# [Do this]
State how many lines of the data below contain the word "hair". Case matters, and the reply should give only the number.
-------- Data for the task --------
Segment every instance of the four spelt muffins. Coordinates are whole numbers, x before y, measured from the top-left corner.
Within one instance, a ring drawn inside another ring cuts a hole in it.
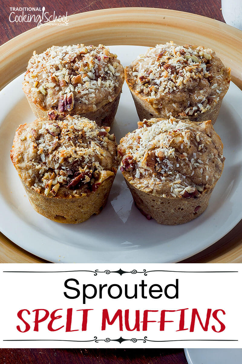
[[[212,50],[171,41],[150,49],[124,72],[101,44],[34,52],[23,90],[40,118],[17,129],[11,158],[39,213],[77,223],[105,205],[118,167],[109,132],[124,74],[140,121],[121,139],[118,156],[137,206],[168,225],[206,209],[225,159],[212,123],[230,69]]]
[[[79,115],[111,126],[124,81],[116,55],[102,44],[53,46],[34,52],[22,88],[37,118]]]
[[[75,223],[101,212],[119,165],[110,130],[79,115],[19,127],[11,158],[37,212]]]
[[[220,177],[223,144],[211,120],[144,119],[120,141],[120,169],[138,208],[159,223],[183,223],[205,210]]]
[[[230,71],[212,50],[172,41],[151,48],[124,70],[141,121],[173,116],[213,124]]]

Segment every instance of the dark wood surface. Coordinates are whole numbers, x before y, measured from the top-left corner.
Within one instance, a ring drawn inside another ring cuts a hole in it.
[[[0,364],[184,364],[179,349],[2,349]]]
[[[24,5],[23,5],[24,4]],[[67,15],[107,8],[147,7],[193,13],[224,21],[220,0],[63,0],[40,2],[0,1],[0,44],[33,27],[32,23],[10,23],[10,7],[42,7],[52,13]],[[199,260],[199,259],[198,260]],[[0,364],[186,364],[180,349],[0,349]]]

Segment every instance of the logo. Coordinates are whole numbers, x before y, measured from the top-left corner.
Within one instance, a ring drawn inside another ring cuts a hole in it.
[[[43,25],[67,25],[67,12],[65,15],[58,15],[54,12],[53,14],[45,11],[45,8],[10,8],[10,23],[35,23],[38,28]],[[49,23],[49,22],[51,22]]]

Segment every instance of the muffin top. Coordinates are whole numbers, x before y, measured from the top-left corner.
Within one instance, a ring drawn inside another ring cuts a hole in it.
[[[171,117],[138,125],[118,147],[120,169],[134,187],[163,197],[189,198],[215,185],[225,158],[211,120],[195,123]]]
[[[157,111],[194,121],[222,98],[230,78],[212,49],[172,41],[151,48],[125,72],[131,90]]]
[[[29,60],[23,83],[25,93],[45,110],[95,111],[113,101],[124,80],[117,55],[99,44],[53,46]]]
[[[78,115],[37,119],[17,129],[11,158],[23,183],[46,196],[89,194],[118,167],[109,127]]]

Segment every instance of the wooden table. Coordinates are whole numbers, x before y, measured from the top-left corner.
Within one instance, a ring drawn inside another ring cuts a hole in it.
[[[0,0],[0,3],[3,3]],[[88,1],[82,0],[77,3],[74,0],[69,0],[59,3],[58,8],[56,3],[48,0],[44,5],[45,11],[52,14],[54,11],[58,14],[67,15],[91,10],[107,8],[123,7],[149,7],[194,13],[209,17],[221,21],[224,21],[221,9],[220,0],[204,0],[202,6],[196,0],[96,0]],[[2,4],[0,14],[0,44],[7,41],[13,37],[28,30],[34,26],[33,23],[10,23],[9,20],[11,7],[22,7],[22,3],[19,1],[10,0],[8,6]],[[42,4],[41,6],[43,6]],[[25,4],[24,6],[26,6]],[[28,7],[40,7],[37,0],[29,0]],[[58,12],[57,12],[58,11]],[[242,262],[242,221],[230,233],[219,242],[208,249],[192,258],[184,261],[186,262]],[[43,260],[34,256],[19,248],[0,233],[0,262],[43,262]]]
[[[187,364],[180,349],[0,349],[1,364]]]

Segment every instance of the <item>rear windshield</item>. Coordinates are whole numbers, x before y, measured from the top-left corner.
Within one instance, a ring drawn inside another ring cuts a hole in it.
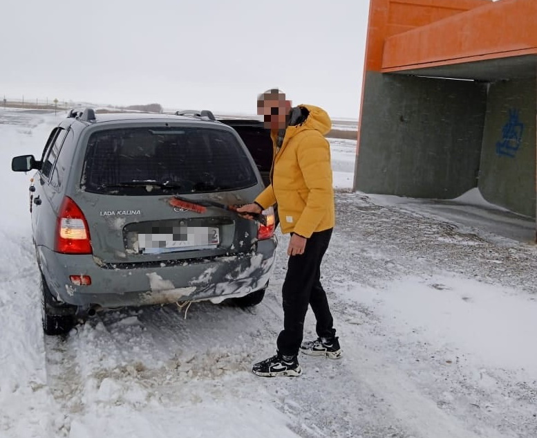
[[[227,131],[126,128],[91,134],[82,183],[88,192],[158,194],[237,190],[257,179],[244,148]]]

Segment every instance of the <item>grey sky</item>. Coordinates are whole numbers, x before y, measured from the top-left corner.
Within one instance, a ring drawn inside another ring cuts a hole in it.
[[[1,0],[0,95],[357,118],[368,0]],[[1,97],[1,96],[0,96]]]

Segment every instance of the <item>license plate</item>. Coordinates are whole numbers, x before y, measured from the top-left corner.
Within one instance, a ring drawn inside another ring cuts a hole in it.
[[[213,227],[181,227],[173,233],[138,235],[138,251],[142,254],[216,248],[219,244],[219,230]]]

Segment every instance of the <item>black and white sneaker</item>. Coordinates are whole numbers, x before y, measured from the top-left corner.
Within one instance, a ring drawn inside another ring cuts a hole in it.
[[[254,374],[263,377],[296,376],[302,374],[302,368],[296,356],[283,356],[279,354],[254,364],[252,371]]]
[[[338,338],[317,338],[315,340],[308,340],[300,346],[301,351],[309,356],[324,356],[330,359],[339,359],[341,357],[341,349]]]

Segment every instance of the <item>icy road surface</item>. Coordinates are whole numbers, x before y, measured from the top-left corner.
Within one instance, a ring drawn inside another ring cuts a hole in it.
[[[537,436],[535,247],[363,194],[338,192],[323,266],[340,361],[302,357],[299,378],[250,372],[282,326],[282,236],[253,309],[123,309],[45,338],[30,176],[10,165],[40,156],[57,120],[0,110],[2,438]],[[339,187],[353,147],[332,143]],[[307,338],[314,327],[310,314]]]

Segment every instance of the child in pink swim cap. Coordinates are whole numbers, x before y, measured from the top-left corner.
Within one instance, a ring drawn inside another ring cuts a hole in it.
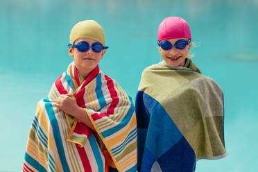
[[[159,50],[166,63],[171,67],[183,67],[192,46],[189,26],[178,17],[165,18],[157,33]]]
[[[198,160],[227,155],[223,93],[187,58],[184,19],[165,18],[157,40],[164,60],[144,70],[136,96],[138,171],[194,172]]]

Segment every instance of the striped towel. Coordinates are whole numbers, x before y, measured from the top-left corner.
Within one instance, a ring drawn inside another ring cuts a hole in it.
[[[55,106],[73,93],[96,132]],[[71,63],[39,101],[29,132],[24,171],[137,170],[137,128],[132,99],[96,67],[84,80]]]
[[[189,59],[184,67],[146,68],[135,110],[141,172],[194,171],[200,159],[227,155],[223,92]]]

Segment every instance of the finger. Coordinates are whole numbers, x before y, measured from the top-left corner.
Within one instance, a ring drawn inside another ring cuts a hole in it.
[[[73,93],[70,93],[70,94],[65,94],[67,95],[67,96],[69,96],[69,97],[74,97],[74,94]]]

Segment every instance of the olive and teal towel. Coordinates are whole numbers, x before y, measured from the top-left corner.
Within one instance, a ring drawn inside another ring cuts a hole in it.
[[[227,155],[223,92],[189,59],[184,67],[147,67],[135,110],[140,172],[194,171],[200,159]]]

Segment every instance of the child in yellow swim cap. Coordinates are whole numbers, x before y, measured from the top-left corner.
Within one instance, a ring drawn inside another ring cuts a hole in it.
[[[98,67],[108,49],[103,28],[77,23],[68,46],[74,62],[38,103],[24,171],[136,171],[135,107]]]

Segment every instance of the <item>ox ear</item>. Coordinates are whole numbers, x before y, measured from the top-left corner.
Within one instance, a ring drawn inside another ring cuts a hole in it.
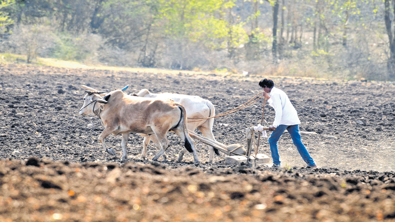
[[[108,95],[106,95],[102,99],[99,99],[98,100],[98,102],[100,103],[103,103],[105,104],[108,102],[108,99],[110,98],[110,96],[111,96],[111,94],[109,94]]]
[[[89,95],[91,95],[93,94],[93,92],[90,90],[85,90],[85,92],[88,94]]]
[[[105,104],[105,103],[107,103],[108,102],[106,100],[103,100],[103,99],[98,99],[97,100],[97,101],[98,101],[98,103],[103,103],[104,104]]]
[[[104,100],[105,101],[108,101],[108,99],[110,98],[110,96],[111,96],[111,94],[109,94],[108,95],[106,95],[105,96],[104,96],[104,97],[103,97],[103,98],[104,99]]]

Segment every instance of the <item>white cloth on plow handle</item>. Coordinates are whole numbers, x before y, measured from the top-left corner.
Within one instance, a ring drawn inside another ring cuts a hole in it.
[[[265,138],[267,137],[267,134],[266,133],[266,131],[263,129],[263,126],[258,123],[257,126],[253,126],[252,128],[254,132],[262,132],[262,136]]]

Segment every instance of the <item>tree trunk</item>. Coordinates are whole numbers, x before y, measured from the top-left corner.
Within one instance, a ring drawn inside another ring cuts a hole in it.
[[[348,24],[348,18],[350,17],[350,13],[348,10],[346,11],[346,21],[344,21],[344,24],[343,27],[343,46],[347,46],[347,26]]]
[[[276,0],[273,7],[273,45],[272,47],[272,55],[275,63],[277,62],[277,23],[279,6],[278,0]]]
[[[392,34],[392,28],[391,26],[392,21],[391,19],[390,11],[391,11],[389,7],[389,0],[384,0],[384,4],[385,6],[384,14],[384,20],[386,23],[386,29],[387,30],[387,34],[388,36],[388,40],[389,41],[389,56],[387,61],[387,69],[388,72],[388,77],[389,79],[395,78],[395,40],[394,36]],[[395,4],[394,5],[395,6]],[[395,6],[394,6],[395,7]]]

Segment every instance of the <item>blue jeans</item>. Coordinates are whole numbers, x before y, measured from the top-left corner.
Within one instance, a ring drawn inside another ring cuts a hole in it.
[[[307,165],[312,166],[316,165],[313,158],[310,156],[308,151],[306,149],[306,147],[302,143],[301,139],[300,134],[299,133],[299,124],[287,126],[286,125],[280,125],[276,128],[275,131],[272,132],[269,137],[269,142],[270,146],[270,151],[271,152],[272,158],[273,159],[273,163],[275,164],[280,165],[280,156],[278,156],[278,151],[277,149],[277,141],[280,139],[280,137],[282,135],[285,130],[288,130],[292,141],[299,152],[303,160]]]

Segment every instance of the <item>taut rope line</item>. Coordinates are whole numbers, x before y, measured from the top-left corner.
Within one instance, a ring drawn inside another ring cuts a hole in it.
[[[229,110],[229,111],[227,111],[226,112],[225,112],[224,113],[221,113],[220,114],[219,114],[218,115],[217,115],[216,116],[214,116],[214,117],[207,117],[207,118],[203,118],[203,119],[202,119],[202,118],[188,118],[188,119],[199,119],[199,120],[194,120],[194,121],[188,121],[187,122],[197,122],[198,121],[202,121],[202,120],[205,120],[206,119],[211,119],[211,118],[215,118],[215,117],[222,117],[222,116],[224,116],[225,115],[227,115],[228,114],[230,114],[231,113],[234,113],[234,112],[236,112],[237,111],[239,111],[239,110],[240,110],[241,109],[244,109],[245,108],[247,107],[247,106],[250,105],[251,105],[251,104],[252,104],[253,103],[254,103],[254,102],[255,102],[256,101],[256,100],[258,100],[259,99],[261,98],[263,96],[263,95],[259,97],[258,97],[258,98],[257,98],[255,100],[254,100],[253,101],[251,102],[250,103],[249,103],[247,104],[246,105],[245,105],[245,104],[246,104],[247,103],[248,103],[248,102],[249,102],[250,101],[251,101],[251,100],[253,100],[257,96],[258,96],[258,95],[259,95],[261,93],[262,93],[263,92],[260,92],[259,93],[258,93],[258,94],[256,94],[256,95],[255,96],[254,96],[254,97],[252,97],[252,99],[251,99],[250,100],[248,101],[247,101],[244,104],[243,104],[242,105],[241,105],[238,106],[237,107],[236,107],[236,108],[235,108],[234,109],[231,109],[230,110]],[[265,102],[264,101],[263,101],[263,104],[265,104]],[[245,105],[244,107],[242,107],[244,105]],[[241,107],[241,108],[240,108]]]

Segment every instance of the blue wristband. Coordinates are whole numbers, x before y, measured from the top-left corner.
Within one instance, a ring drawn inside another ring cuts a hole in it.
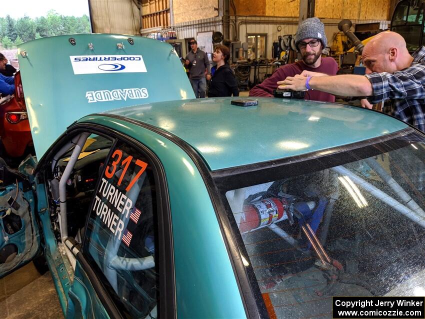
[[[307,76],[307,80],[306,80],[306,88],[307,88],[307,90],[312,90],[310,84],[310,78],[312,78],[311,76]]]

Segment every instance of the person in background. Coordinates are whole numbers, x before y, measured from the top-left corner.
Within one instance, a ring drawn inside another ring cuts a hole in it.
[[[0,53],[0,71],[6,70],[8,59]],[[0,74],[0,94],[6,96],[14,94],[15,92],[14,78],[5,76]]]
[[[382,32],[364,46],[362,54],[366,74],[330,76],[304,72],[279,82],[282,88],[296,91],[314,89],[347,96],[366,96],[364,107],[387,100],[390,112],[425,132],[425,47],[412,55],[398,34]]]
[[[254,86],[250,91],[250,96],[272,96],[273,90],[278,88],[278,82],[288,76],[294,76],[304,70],[314,71],[334,76],[338,64],[333,58],[322,57],[322,50],[328,44],[324,26],[318,18],[310,18],[298,26],[295,46],[301,54],[302,60],[295,63],[282,66],[276,69],[271,76]],[[310,91],[306,100],[334,102],[335,96],[331,94]]]
[[[198,42],[192,39],[190,40],[192,50],[186,56],[184,66],[189,69],[189,80],[195,96],[198,98],[205,98],[206,90],[206,81],[210,78],[210,62],[208,56],[204,51],[198,47]]]
[[[0,73],[5,76],[13,76],[16,72],[16,69],[12,65],[8,64],[8,59],[6,59],[6,65],[4,66],[4,70],[0,70]]]
[[[238,82],[228,65],[230,52],[225,46],[218,46],[212,54],[212,61],[217,64],[211,78],[208,98],[239,96]]]

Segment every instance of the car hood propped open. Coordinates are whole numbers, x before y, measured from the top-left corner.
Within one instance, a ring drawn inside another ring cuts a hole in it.
[[[92,113],[194,98],[168,44],[138,36],[72,34],[30,41],[18,49],[38,158],[66,130]]]

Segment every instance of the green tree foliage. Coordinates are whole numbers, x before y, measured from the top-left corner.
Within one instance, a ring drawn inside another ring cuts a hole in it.
[[[10,16],[6,16],[6,34],[12,41],[14,41],[18,35],[15,30],[15,20]]]
[[[36,24],[36,32],[42,38],[48,36],[48,26],[47,19],[44,16],[36,18],[34,21]]]
[[[18,46],[20,44],[22,44],[22,43],[24,43],[24,41],[20,38],[20,36],[16,36],[16,40],[14,40],[14,42],[15,46]]]
[[[6,35],[6,18],[0,18],[0,38]]]
[[[24,16],[16,20],[15,29],[18,34],[24,42],[34,40],[36,37],[36,24],[29,16]]]
[[[46,16],[35,18],[24,16],[14,19],[9,15],[0,18],[0,39],[4,48],[44,36],[90,32],[90,21],[86,14],[65,16],[50,10]]]
[[[4,36],[2,38],[2,45],[3,48],[10,48],[13,46],[14,42],[8,36]]]

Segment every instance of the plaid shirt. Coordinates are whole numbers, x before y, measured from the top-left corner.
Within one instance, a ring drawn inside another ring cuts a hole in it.
[[[393,74],[366,74],[374,92],[368,100],[376,104],[391,99],[390,114],[425,132],[425,47],[412,55],[413,62],[407,68]]]

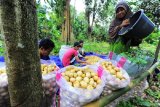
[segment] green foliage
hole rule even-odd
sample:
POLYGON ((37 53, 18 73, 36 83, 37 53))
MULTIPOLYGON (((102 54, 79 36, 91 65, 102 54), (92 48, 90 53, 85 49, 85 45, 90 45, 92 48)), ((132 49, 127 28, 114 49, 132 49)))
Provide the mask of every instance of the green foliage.
POLYGON ((150 96, 154 97, 155 99, 160 99, 160 91, 159 90, 147 89, 147 90, 145 90, 145 92, 147 94, 149 94, 150 96))
POLYGON ((156 45, 158 43, 159 38, 160 31, 155 30, 153 33, 151 33, 148 37, 145 38, 145 41, 149 44, 156 45))
POLYGON ((3 45, 3 41, 0 40, 0 56, 4 55, 4 45, 3 45))
POLYGON ((84 49, 86 52, 95 52, 99 54, 107 54, 109 52, 109 44, 106 42, 89 42, 84 41, 84 49))
POLYGON ((154 54, 150 51, 141 50, 140 48, 131 48, 128 52, 123 52, 120 55, 133 63, 145 65, 147 64, 146 58, 153 57, 154 54))
POLYGON ((38 6, 38 34, 39 38, 49 37, 59 40, 62 20, 54 12, 48 12, 46 7, 38 6))

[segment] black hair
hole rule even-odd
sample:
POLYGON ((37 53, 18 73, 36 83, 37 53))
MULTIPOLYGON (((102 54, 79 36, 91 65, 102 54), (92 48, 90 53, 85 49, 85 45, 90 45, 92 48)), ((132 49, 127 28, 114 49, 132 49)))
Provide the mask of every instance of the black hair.
POLYGON ((83 42, 84 42, 83 40, 80 40, 80 41, 79 41, 79 43, 83 43, 83 42))
POLYGON ((50 39, 42 39, 39 43, 39 48, 44 48, 44 49, 49 49, 49 48, 54 48, 54 42, 50 39))
POLYGON ((77 47, 80 47, 80 43, 79 42, 74 42, 74 47, 77 46, 77 47))

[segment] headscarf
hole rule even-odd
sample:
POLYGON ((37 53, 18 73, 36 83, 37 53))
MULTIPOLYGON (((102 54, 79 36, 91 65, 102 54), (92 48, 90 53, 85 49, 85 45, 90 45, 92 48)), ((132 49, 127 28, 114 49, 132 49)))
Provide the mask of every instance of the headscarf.
POLYGON ((123 19, 118 19, 117 17, 115 17, 115 19, 112 21, 112 23, 110 24, 109 27, 109 36, 111 39, 115 39, 117 37, 117 33, 120 29, 115 29, 116 26, 120 25, 122 23, 123 20, 128 19, 129 17, 131 17, 133 15, 133 13, 131 12, 130 7, 128 6, 128 4, 124 1, 119 2, 115 8, 115 14, 116 11, 119 7, 122 7, 126 10, 126 15, 124 16, 123 19))

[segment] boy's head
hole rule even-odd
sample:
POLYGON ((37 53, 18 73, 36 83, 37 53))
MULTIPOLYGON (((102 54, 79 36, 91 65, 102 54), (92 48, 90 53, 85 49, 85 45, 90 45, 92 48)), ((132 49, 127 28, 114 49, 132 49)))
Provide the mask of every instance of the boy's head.
POLYGON ((74 48, 78 50, 81 47, 79 42, 74 42, 74 48))
POLYGON ((82 48, 83 47, 83 43, 84 43, 83 40, 80 40, 79 43, 80 43, 80 46, 82 48))
POLYGON ((54 42, 50 39, 42 39, 39 43, 40 55, 48 56, 55 47, 54 42))

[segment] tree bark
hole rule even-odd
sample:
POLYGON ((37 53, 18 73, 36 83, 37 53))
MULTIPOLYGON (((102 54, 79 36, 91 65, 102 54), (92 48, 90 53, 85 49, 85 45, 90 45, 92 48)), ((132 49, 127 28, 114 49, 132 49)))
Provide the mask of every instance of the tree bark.
POLYGON ((62 37, 63 41, 68 45, 71 41, 71 22, 70 22, 70 0, 66 0, 66 6, 64 10, 64 23, 62 25, 62 37))
POLYGON ((12 107, 40 107, 42 77, 35 0, 0 0, 0 29, 12 107))

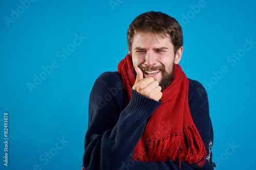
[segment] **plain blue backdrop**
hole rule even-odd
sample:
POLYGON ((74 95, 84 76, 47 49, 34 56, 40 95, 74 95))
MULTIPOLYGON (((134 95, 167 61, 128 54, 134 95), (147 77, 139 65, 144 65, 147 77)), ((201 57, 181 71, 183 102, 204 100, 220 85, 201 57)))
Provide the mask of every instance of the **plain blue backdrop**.
POLYGON ((205 86, 218 169, 254 169, 254 1, 1 1, 0 168, 81 169, 90 93, 151 10, 182 25, 180 63, 205 86), (8 166, 4 114, 8 113, 8 166))

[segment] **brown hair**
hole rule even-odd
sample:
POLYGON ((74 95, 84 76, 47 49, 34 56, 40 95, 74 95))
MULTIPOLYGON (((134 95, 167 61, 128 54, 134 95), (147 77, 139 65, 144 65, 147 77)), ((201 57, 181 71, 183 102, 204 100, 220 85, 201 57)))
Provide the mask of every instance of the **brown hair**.
POLYGON ((161 12, 150 11, 138 16, 130 24, 127 32, 128 47, 132 50, 133 37, 137 32, 151 32, 154 35, 169 36, 174 46, 174 54, 183 44, 181 27, 178 21, 161 12))

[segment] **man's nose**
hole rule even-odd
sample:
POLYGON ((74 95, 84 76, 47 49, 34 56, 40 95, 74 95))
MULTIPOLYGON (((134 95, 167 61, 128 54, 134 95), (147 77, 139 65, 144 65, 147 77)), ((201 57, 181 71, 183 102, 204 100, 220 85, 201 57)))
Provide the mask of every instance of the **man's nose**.
POLYGON ((156 64, 156 57, 154 52, 148 52, 145 56, 145 62, 144 64, 147 66, 151 66, 156 64))

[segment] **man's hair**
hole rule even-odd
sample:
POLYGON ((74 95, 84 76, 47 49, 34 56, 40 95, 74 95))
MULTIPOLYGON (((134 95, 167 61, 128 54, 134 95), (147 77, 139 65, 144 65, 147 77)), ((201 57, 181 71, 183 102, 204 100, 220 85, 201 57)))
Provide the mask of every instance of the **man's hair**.
POLYGON ((133 37, 136 33, 152 33, 170 38, 174 54, 183 44, 181 27, 178 21, 161 12, 150 11, 138 16, 130 24, 127 32, 128 47, 132 50, 133 37))

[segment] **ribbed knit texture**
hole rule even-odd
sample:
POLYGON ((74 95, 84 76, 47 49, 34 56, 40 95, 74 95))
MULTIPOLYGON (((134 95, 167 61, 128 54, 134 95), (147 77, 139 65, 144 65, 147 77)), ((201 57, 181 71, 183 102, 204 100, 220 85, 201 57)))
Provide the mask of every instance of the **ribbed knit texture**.
MULTIPOLYGON (((135 147, 144 130, 146 119, 161 104, 132 90, 126 98, 117 72, 102 74, 90 95, 88 129, 86 135, 83 164, 86 169, 179 169, 179 163, 133 160, 135 147)), ((198 82, 189 79, 188 104, 193 121, 208 153, 213 141, 207 94, 198 82), (205 128, 207 127, 207 128, 205 128)), ((206 161, 202 167, 181 162, 181 169, 212 169, 206 161)))

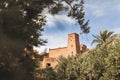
--------
# [Task result]
6